§ **SELECTED PASSAGE**:
· · ·

Furthermore vcio2 currently does not support switching enabled counters for individual QPU executions of different open driver
instances. I.e. no more than 16 counters can be activated at the same time over all vcio2 users. However, if two instances
request the same counter it will be physically shared. But every instance has it's own set of counter values. They are only
activated when an execution of the own instance is performed. In fact this makes the counter V3D_PERF_COUNT_QPU_CYCLES_IDLE
somewhat useless since it will not count the time between executions.
Get currently activated performance counters of this instance.
uint32_t enabled;
int retval = ioctl(vcio2, IOCTL_GET_V3D_PERF_COUNT, &enabled);
Read all enabled performance counters.
uint32_t counters[16];
int retval = ioctl(vcio2, IOCTL_GET_V3D_PERF_COUNT, &counters);
The counter values are returned in ascending order and disabled counters will not have an empty slot. E.g. if you enabled V3D_PERF_COUNT_QPU_INSTRUCTION_CACHE_HITS|V3D_PERF_COUNT_L2C_L2_CACHE_HITS|V3D_PERF_COUNT_VPM_CYCLES_STALLED_VDW then you will receive exactly 3 values: V3D_PERF_COUNT_QPU_INSTRUCTION_CACHE_HITS in counters[0], V3D_PERF_COUNT_VPM_CYCLES_STALLED_VDW in counters[1] and V3D_PERF_COUNT_L2C_L2_CACHE_HITS in counters[2]. Due to restrictions of VideoCore IV the call will never return more than 16 values.
Reset performance counters of this instance.
int retval = ioctl(vcio2, IOCTL_RESET_V3D_PERF_COUNT, 0);

· · ·

§ **PROVIDED RECORDS**:
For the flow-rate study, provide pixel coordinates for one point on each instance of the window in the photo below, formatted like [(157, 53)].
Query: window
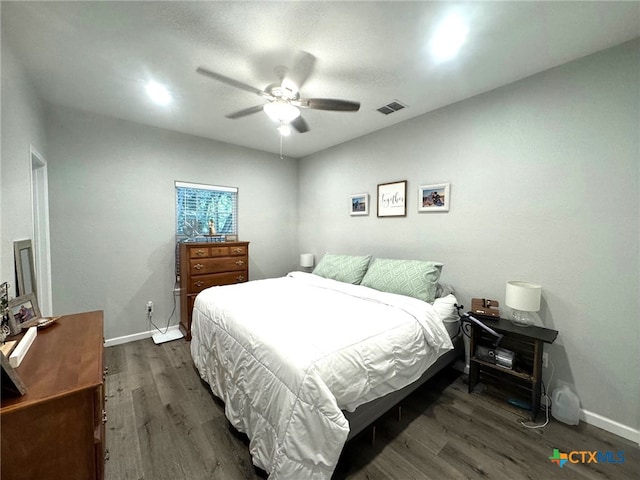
[(199, 207)]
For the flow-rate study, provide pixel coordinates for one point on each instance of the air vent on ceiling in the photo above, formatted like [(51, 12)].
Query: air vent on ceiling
[(391, 107)]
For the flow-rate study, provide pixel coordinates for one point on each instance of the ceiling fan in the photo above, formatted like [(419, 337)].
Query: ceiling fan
[(283, 100)]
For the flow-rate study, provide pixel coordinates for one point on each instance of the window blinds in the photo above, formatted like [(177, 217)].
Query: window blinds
[(199, 207)]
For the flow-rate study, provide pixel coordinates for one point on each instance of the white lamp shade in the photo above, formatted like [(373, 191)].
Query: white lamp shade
[(523, 296), (306, 260)]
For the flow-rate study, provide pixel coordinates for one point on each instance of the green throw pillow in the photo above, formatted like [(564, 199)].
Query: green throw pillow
[(344, 268), (413, 278)]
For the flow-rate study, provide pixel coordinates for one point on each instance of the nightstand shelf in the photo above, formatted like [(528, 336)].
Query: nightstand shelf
[(522, 384)]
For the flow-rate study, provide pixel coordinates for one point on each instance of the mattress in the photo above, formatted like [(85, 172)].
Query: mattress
[(287, 355)]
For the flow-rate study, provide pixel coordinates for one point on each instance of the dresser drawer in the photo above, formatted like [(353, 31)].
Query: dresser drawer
[(199, 252), (217, 265), (200, 282)]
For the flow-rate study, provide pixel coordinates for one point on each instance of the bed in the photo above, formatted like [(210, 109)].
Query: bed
[(304, 362)]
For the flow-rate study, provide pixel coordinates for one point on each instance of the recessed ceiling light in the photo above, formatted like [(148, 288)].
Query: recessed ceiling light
[(158, 93), (448, 38)]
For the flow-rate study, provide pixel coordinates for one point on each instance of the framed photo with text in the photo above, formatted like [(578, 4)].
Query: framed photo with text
[(434, 198), (359, 204), (392, 199)]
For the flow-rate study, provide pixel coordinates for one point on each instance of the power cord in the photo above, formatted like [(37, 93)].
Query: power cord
[(547, 402), (150, 312)]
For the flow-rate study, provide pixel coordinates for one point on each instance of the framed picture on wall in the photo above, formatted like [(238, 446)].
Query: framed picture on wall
[(359, 204), (434, 198), (392, 199)]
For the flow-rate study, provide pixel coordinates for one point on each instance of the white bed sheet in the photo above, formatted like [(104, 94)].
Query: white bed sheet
[(286, 355)]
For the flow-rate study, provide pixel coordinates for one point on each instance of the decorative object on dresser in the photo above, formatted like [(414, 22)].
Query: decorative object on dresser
[(392, 199), (204, 265), (523, 297), (57, 430), (23, 312)]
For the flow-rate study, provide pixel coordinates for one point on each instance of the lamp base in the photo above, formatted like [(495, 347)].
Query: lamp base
[(521, 319)]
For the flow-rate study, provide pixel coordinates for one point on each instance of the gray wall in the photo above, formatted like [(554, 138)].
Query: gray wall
[(112, 207), (544, 188), (22, 126)]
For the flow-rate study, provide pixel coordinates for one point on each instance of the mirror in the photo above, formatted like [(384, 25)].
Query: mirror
[(25, 270)]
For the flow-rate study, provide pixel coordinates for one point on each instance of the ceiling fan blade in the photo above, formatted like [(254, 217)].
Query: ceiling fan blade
[(231, 81), (330, 104), (300, 125), (245, 112)]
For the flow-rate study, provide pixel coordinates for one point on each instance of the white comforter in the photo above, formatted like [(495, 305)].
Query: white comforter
[(286, 355)]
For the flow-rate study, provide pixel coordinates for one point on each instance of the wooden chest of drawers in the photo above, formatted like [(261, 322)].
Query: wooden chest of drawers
[(204, 265), (57, 430)]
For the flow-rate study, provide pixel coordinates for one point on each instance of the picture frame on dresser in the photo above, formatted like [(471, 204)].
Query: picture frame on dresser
[(23, 311)]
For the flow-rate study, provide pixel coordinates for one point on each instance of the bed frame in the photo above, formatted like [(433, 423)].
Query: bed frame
[(366, 414)]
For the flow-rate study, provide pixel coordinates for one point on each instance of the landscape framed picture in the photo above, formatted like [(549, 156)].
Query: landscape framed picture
[(434, 198), (392, 199), (359, 204)]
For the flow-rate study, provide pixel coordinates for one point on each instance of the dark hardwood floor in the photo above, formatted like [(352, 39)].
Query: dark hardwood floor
[(163, 423)]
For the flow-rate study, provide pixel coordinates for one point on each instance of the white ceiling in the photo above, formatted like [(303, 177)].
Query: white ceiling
[(97, 56)]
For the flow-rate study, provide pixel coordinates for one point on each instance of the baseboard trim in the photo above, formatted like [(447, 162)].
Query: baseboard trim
[(610, 426), (134, 337)]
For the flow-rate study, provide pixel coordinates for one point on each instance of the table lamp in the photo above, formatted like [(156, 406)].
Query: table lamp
[(523, 298)]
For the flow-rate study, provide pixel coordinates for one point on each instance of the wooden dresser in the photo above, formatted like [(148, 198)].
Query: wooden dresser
[(204, 265), (57, 430)]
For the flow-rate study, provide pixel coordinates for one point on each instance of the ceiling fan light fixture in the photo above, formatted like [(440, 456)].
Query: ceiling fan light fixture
[(281, 112)]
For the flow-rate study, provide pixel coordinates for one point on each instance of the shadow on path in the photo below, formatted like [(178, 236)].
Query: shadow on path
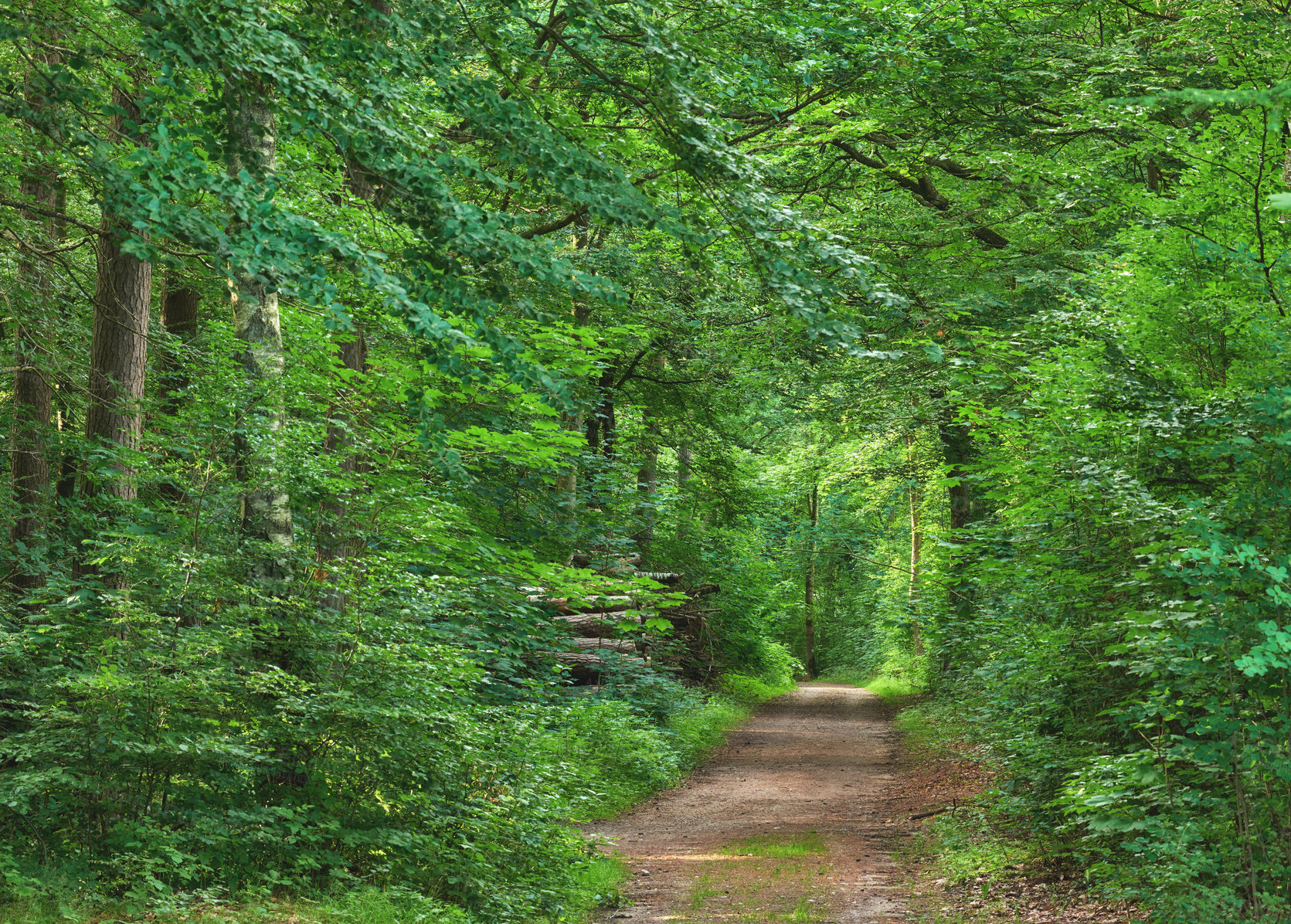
[(793, 820)]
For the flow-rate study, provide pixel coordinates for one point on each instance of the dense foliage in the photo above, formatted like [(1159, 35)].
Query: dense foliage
[(948, 338)]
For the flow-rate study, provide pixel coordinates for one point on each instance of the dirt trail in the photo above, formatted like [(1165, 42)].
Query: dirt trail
[(793, 821)]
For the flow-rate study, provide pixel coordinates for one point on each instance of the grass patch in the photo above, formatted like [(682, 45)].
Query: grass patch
[(887, 685), (798, 844)]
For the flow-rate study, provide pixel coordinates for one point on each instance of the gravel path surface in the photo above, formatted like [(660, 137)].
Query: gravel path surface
[(794, 820)]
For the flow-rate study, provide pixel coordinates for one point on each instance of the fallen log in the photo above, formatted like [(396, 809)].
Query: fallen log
[(593, 623), (606, 644), (590, 660)]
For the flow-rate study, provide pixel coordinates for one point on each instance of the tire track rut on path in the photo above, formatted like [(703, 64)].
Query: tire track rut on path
[(814, 771)]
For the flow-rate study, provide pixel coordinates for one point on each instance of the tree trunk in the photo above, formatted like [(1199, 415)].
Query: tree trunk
[(180, 319), (957, 452), (916, 548), (810, 585), (32, 391), (119, 348), (647, 481), (267, 514)]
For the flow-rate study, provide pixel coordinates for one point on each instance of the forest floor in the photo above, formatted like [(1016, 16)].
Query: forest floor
[(804, 816), (794, 820)]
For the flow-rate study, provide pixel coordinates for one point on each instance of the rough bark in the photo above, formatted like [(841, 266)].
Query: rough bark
[(810, 586), (957, 452), (119, 348), (916, 548), (32, 391), (647, 481), (267, 514)]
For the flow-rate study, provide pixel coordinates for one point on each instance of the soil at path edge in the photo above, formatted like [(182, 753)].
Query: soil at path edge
[(794, 820)]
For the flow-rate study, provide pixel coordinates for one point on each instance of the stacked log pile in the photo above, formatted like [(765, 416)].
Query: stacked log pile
[(596, 627)]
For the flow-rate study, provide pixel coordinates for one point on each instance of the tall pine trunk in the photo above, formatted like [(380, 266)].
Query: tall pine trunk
[(810, 585), (916, 548), (119, 350), (267, 514), (32, 390)]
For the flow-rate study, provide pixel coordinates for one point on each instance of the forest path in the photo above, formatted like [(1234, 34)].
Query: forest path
[(793, 820)]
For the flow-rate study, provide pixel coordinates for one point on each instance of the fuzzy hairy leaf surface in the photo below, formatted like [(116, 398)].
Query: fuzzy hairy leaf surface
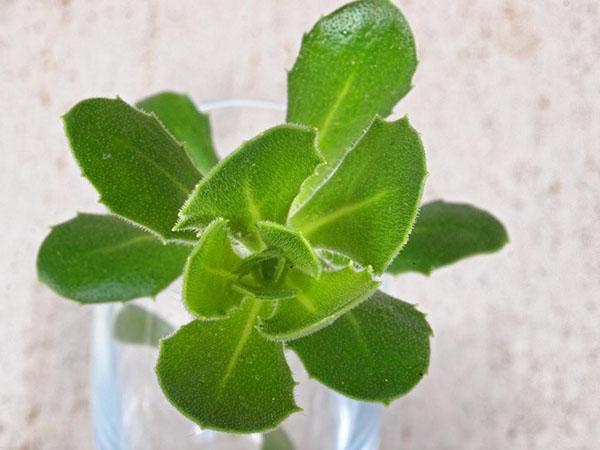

· · ·

§ **STATED GOAL 1**: Translate this sentence from the vcio2 performance counter passage into German: "However, if two instances request the same counter it will be physically shared."
§ **STATED GOAL 2**: Please copy out everything in the records from the start down to the line that contains "[(344, 268), (413, 278)]", substituting "Label" for "Query" throughout and leaving the rest unchanged. Omit the pictures.

§ **COMPLETE ANSWER 1**: Wenn jedoch zwei Instanzen denselben Zähler anfordern, wird er physisch gemeinsam genutzt.

§ **COMPLETE ANSWER 2**:
For the flow-rate study, provide pixel coordinates for one point on each instance of the window in the photo below, formatted like [(157, 53)].
Label: window
[(199, 207)]
For the flow-rate study, provide pixel coordinates for one point on each instance of the air vent on ceiling in the photo above, formatted like [(51, 12)].
Label: air vent on ceiling
[(391, 107)]
For the flow-rate study, provide pixel coordinates for one point on each instance of the ceiling fan in the photo above, formatted like [(419, 337)].
Label: ceiling fan
[(283, 100)]
For the flow-rate study, provide pixel coordinates for one point on each instance of the window blinds in the photo above, formatted like [(177, 217)].
Label: window blinds
[(199, 207)]
For the flow-rate study, provide pixel coordinates for one point on each instance of the white lamp shade in the photo above, formatted like [(373, 191)].
Label: white lamp shade
[(523, 296), (306, 260)]
For the flow-rate study, provide pixel coordinates for one point on each instance of the green throw pillow in the photo above, formatted like [(564, 199)].
Label: green throw pillow
[(344, 268), (413, 278)]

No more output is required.